Exercise
Word for word, repeat everything in the records below except the pictures.

Given records

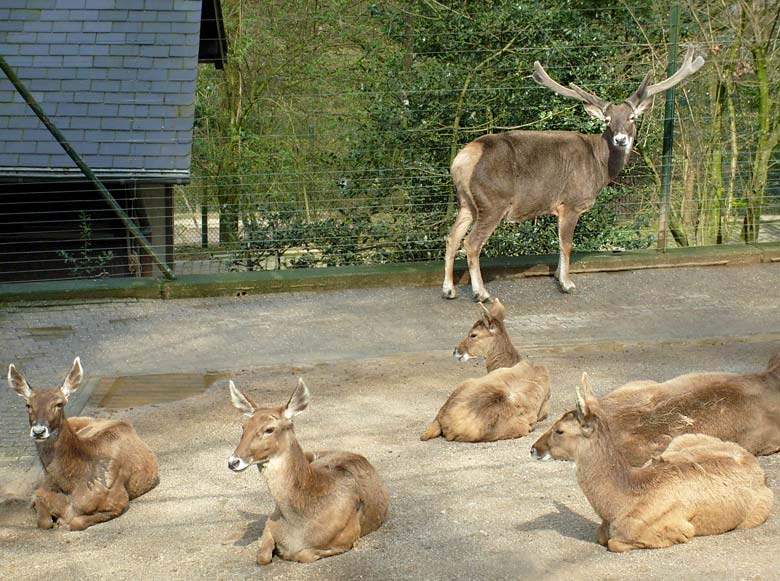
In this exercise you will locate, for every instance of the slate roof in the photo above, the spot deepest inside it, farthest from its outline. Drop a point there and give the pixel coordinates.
(119, 82)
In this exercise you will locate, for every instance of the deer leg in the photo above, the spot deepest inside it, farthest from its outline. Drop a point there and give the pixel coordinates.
(567, 220)
(483, 228)
(603, 533)
(265, 550)
(458, 231)
(112, 505)
(50, 505)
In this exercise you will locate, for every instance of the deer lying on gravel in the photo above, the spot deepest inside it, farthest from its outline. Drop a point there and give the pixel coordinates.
(518, 175)
(645, 415)
(489, 338)
(699, 485)
(505, 403)
(324, 501)
(92, 467)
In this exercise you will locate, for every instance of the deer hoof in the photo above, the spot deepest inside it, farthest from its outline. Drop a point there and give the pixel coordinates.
(482, 297)
(568, 288)
(449, 293)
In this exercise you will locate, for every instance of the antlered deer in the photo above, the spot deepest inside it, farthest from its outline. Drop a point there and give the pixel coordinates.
(645, 415)
(489, 338)
(324, 501)
(699, 485)
(92, 468)
(517, 175)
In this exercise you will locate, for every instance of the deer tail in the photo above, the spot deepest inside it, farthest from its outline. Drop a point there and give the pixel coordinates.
(433, 431)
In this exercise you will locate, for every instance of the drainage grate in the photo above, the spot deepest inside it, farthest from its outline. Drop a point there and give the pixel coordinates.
(134, 390)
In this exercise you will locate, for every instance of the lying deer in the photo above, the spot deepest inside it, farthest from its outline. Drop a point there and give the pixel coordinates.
(699, 485)
(324, 501)
(505, 403)
(92, 468)
(489, 338)
(518, 175)
(741, 408)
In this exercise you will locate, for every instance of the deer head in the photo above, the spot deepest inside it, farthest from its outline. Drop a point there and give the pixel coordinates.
(266, 430)
(620, 118)
(46, 407)
(560, 441)
(479, 340)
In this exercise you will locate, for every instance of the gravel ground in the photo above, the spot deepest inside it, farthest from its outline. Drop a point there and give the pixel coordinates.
(467, 511)
(378, 364)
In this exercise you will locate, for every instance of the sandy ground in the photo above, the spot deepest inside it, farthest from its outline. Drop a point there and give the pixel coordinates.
(458, 511)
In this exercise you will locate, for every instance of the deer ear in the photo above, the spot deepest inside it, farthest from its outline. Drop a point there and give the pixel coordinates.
(18, 383)
(299, 401)
(595, 111)
(73, 379)
(584, 402)
(484, 313)
(240, 401)
(497, 310)
(643, 106)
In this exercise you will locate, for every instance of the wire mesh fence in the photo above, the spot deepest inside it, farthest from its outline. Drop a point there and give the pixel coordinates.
(334, 150)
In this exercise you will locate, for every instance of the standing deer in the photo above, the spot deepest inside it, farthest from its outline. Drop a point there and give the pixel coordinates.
(517, 175)
(324, 501)
(699, 485)
(92, 468)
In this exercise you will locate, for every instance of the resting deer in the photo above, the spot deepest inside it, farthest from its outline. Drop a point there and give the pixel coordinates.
(699, 485)
(324, 501)
(489, 338)
(518, 175)
(92, 468)
(741, 408)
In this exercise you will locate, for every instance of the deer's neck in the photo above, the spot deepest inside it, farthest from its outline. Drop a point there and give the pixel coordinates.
(615, 158)
(290, 477)
(63, 454)
(502, 353)
(604, 475)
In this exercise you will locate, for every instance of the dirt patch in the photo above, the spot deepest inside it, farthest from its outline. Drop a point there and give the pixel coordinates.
(467, 511)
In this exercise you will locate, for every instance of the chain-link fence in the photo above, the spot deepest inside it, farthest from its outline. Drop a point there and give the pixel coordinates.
(327, 139)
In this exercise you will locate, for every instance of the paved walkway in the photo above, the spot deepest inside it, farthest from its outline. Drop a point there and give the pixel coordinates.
(708, 304)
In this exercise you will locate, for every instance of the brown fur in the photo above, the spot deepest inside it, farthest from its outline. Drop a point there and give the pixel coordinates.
(92, 467)
(506, 403)
(741, 408)
(518, 175)
(699, 485)
(324, 501)
(489, 338)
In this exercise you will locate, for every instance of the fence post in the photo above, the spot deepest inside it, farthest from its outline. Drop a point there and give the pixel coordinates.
(85, 169)
(666, 159)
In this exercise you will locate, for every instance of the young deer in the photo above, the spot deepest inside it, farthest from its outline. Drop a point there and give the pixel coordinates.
(645, 415)
(324, 501)
(489, 338)
(92, 468)
(698, 486)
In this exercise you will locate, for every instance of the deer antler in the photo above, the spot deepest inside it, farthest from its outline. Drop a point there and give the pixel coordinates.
(575, 92)
(688, 67)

Result of this task
In this exercise you will locate, for every instance of the slate roof in the photo above, the spot deepest inside it, farthest from its outline. Drop a point there and give the pixel coordinates.
(119, 82)
In this exercise you will locate, for every instance of the deer leg in the photo above, the spot deepest inside it, farthest from its outline. Drop a point there and give the pixel coordinates.
(567, 220)
(483, 228)
(603, 533)
(265, 550)
(458, 231)
(112, 505)
(50, 505)
In this exercise you will locate, for every instance of the deer lying on gravel in the photo above, the spot deepest inside it, farthest from its outline. Drop a point there and give the pixel coordinates.
(518, 175)
(645, 415)
(489, 338)
(699, 485)
(505, 403)
(324, 501)
(92, 467)
In this exercise you will locate, for every instance of the deer hoof in the photo above, the spot deepest inside it, farthest from its outline. Drop a point there and give the pixel coordinates.
(482, 297)
(568, 288)
(449, 293)
In this exercise you will locate, for every instance of the antlered deer in the photo above, the spot deepest inside it, farthest from its outline. Drop a point there and give the pixel coordinates.
(645, 415)
(489, 338)
(324, 501)
(699, 485)
(92, 468)
(517, 175)
In this exercise you will locate, for every instance of the deer tail in the photo above, the spot deepest inside it, farthest from its outline. Drop a point there and give the pixel coordinates.
(433, 431)
In this exercise you will locate, for every instance of the drainage grate in the photo above, the spot deepest inside it, farthest from its outline. Drop a point there and give the pixel coordinates.
(134, 390)
In this exercise you will locate, for every instance of the lying deer in the photo above, the spot deepest inside it, farthest from its outline. Drop a point there and give the pixel coordinates.
(699, 485)
(324, 501)
(505, 403)
(92, 468)
(489, 338)
(518, 175)
(741, 408)
In this exercise you will locate, for every instance of the deer head in the photo above, the spot deepest inside it, farthest from its outline. Drop a point there and give the pixel coordinates.
(266, 430)
(620, 118)
(46, 407)
(560, 441)
(479, 340)
In this exercise you will locate, for every instance of the gravel ground in the photo above, the spot deepest inside it, farthest from its outline. Drop a point there and give the pixel coordinates.
(467, 511)
(378, 364)
In this exercise you will locate, for every instance of the sandy ground in the photo above, the spot deepest inside it, farthest from its outline. Drop a point there and give the pixel coordinates.
(458, 511)
In this exercise you will locate, for every instance of the deer ear in the photo above, the spot deepest inside it, farthest from its outline. Drop a point there and give the pixel coordinates.
(18, 383)
(299, 401)
(595, 111)
(73, 379)
(584, 402)
(484, 313)
(240, 401)
(497, 310)
(643, 106)
In this exercise you will locate, for every instance of the wire mesh fence in the photo above, the spot deepest inside it, farthest from its outline. Drop a point there and give the pixel coordinates.
(334, 150)
In this exercise you will locate, for every instance of the standing deer in the photo above, the spot deepest inside it, farthest from its outline. Drop a point there and give the pixel coordinates.
(517, 175)
(324, 501)
(699, 485)
(92, 468)
In this exercise you will locate, for every instance of the resting deer in the photo above, the spot deepest inside it, farthest from its outline. Drop a point there and give the pixel coordinates.
(699, 485)
(324, 501)
(489, 338)
(518, 175)
(92, 468)
(741, 408)
In this exercise you will locate, for every instance of the deer's neck in the photo above, the spot deepest inside it, farthest from its outline. Drop a point there and give the pixel coordinates.
(615, 158)
(290, 477)
(63, 454)
(502, 353)
(604, 475)
In this exercise you will locate, for every instance of the dirt patch in the photo above, the spot deepest inside it, farthest from its outline. Drop a point there and give the pixel coordinates.
(467, 511)
In this exercise you will locate, for every instance of the chain-link fence in the photo above, the spot deepest inside it, farthest from its outline. Drop a point there and give the pixel coordinates.
(327, 139)
In this exercise you will locate, for every instance of the paved walkway in the photo above, the spot deepest inside it, farthest from its outline. Drop a point there and give the pixel coordinates.
(708, 304)
In this exercise you will locate, for every instance of the brown fur in the photo above, the spot deepest inside it, farthest from its outline. Drop a point there and give the pixel coordinates.
(92, 467)
(506, 403)
(741, 408)
(518, 175)
(699, 485)
(324, 501)
(489, 338)
In this exercise you will locate, for every instance of the fence post in the photo above, the spot deepest inside it, farthest from its outline. Drop a point there and give the pixel coordinates.
(85, 169)
(666, 159)
In this exercise you will locate, for every instance of the young deer in the photo above, the spot deepest inside it, farthest from its outline. Drop a point there and give the pixel coordinates.
(645, 415)
(324, 501)
(489, 338)
(92, 468)
(698, 486)
In this exercise you will locate, for every instance of the deer antler in the photo above, the spot deepest inside it, farthest from its outline. Drop a point there and give the pixel coordinates.
(575, 92)
(688, 67)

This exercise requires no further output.